- _TASK PROMPT_: Pick out every line of the records that contains the word "blue" and copy each one.

— Begin ENTRIES SHOWN —

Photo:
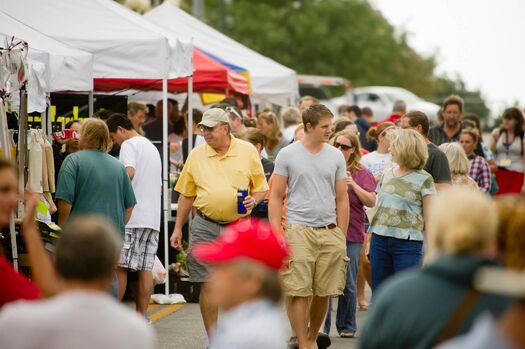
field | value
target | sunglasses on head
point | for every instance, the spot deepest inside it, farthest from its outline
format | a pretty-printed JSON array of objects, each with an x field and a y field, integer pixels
[
  {"x": 342, "y": 146},
  {"x": 206, "y": 128}
]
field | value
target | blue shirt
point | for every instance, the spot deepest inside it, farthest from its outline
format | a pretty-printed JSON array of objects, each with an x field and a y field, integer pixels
[{"x": 94, "y": 182}]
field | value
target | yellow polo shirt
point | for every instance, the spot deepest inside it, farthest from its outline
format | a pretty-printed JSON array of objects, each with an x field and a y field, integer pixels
[{"x": 213, "y": 179}]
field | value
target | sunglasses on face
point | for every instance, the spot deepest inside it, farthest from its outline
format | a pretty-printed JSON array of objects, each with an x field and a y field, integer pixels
[
  {"x": 343, "y": 146},
  {"x": 206, "y": 128},
  {"x": 233, "y": 111}
]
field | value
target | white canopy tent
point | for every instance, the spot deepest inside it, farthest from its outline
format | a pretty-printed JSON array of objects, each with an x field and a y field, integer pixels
[
  {"x": 270, "y": 81},
  {"x": 121, "y": 48},
  {"x": 123, "y": 45},
  {"x": 67, "y": 69}
]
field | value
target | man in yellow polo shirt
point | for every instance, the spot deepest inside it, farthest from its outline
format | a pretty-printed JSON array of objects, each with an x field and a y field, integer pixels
[{"x": 209, "y": 181}]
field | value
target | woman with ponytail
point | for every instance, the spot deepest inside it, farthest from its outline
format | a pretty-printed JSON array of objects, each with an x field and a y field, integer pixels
[{"x": 419, "y": 309}]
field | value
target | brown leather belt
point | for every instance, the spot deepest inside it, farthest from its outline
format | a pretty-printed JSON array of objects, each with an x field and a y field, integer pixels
[
  {"x": 206, "y": 218},
  {"x": 329, "y": 226}
]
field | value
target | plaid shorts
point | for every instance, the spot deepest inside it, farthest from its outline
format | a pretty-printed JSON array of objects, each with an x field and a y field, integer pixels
[{"x": 139, "y": 249}]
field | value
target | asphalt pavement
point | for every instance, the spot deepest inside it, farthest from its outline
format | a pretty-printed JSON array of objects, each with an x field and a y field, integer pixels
[{"x": 180, "y": 326}]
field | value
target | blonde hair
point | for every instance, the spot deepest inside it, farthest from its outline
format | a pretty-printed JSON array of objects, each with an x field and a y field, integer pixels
[
  {"x": 374, "y": 132},
  {"x": 457, "y": 159},
  {"x": 409, "y": 148},
  {"x": 472, "y": 132},
  {"x": 511, "y": 225},
  {"x": 94, "y": 134},
  {"x": 461, "y": 221},
  {"x": 354, "y": 161},
  {"x": 291, "y": 115},
  {"x": 134, "y": 107},
  {"x": 275, "y": 135}
]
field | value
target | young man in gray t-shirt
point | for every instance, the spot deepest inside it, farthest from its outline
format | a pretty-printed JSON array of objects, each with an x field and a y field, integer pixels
[{"x": 317, "y": 214}]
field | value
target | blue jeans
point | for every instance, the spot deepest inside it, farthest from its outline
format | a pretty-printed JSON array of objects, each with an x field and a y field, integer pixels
[
  {"x": 346, "y": 305},
  {"x": 389, "y": 255}
]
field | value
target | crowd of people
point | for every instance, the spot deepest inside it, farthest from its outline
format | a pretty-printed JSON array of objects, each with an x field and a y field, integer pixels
[{"x": 398, "y": 204}]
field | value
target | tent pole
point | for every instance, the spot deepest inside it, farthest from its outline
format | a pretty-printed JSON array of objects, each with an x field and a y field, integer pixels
[
  {"x": 190, "y": 113},
  {"x": 49, "y": 128},
  {"x": 165, "y": 180},
  {"x": 91, "y": 104},
  {"x": 22, "y": 150},
  {"x": 6, "y": 152}
]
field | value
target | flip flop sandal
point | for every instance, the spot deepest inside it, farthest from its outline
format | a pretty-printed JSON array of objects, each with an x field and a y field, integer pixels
[{"x": 346, "y": 335}]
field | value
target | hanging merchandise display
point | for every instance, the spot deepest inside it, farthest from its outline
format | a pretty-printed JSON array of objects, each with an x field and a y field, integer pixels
[{"x": 40, "y": 166}]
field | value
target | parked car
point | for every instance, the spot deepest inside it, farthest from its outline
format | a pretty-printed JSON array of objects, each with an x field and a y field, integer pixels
[
  {"x": 312, "y": 85},
  {"x": 381, "y": 99}
]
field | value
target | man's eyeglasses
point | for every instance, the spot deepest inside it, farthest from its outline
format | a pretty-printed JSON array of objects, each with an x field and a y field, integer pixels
[
  {"x": 206, "y": 128},
  {"x": 343, "y": 146}
]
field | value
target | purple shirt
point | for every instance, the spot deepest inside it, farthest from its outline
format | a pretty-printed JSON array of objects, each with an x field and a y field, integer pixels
[{"x": 356, "y": 226}]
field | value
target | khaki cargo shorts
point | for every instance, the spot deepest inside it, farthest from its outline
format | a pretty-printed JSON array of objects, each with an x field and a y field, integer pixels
[{"x": 318, "y": 262}]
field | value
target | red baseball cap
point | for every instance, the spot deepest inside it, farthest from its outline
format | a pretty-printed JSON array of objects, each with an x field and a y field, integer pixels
[{"x": 250, "y": 238}]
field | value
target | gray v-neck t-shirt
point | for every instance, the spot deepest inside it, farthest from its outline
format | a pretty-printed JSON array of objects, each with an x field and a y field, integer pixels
[{"x": 311, "y": 183}]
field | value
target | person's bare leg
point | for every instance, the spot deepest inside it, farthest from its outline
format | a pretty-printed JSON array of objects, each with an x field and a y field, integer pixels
[
  {"x": 144, "y": 289},
  {"x": 122, "y": 276},
  {"x": 318, "y": 309},
  {"x": 209, "y": 310},
  {"x": 298, "y": 314}
]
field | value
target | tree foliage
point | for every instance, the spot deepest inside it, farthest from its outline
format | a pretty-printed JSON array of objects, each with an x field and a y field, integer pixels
[{"x": 346, "y": 38}]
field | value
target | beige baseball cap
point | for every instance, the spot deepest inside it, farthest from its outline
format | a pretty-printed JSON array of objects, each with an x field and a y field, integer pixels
[
  {"x": 500, "y": 281},
  {"x": 214, "y": 116}
]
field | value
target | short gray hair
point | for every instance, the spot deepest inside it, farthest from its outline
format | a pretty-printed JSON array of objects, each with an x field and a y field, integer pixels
[{"x": 88, "y": 249}]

— End ENTRIES SHOWN —

- _WRITTEN SOLUTION_:
target | blue shirt
target | blue jeans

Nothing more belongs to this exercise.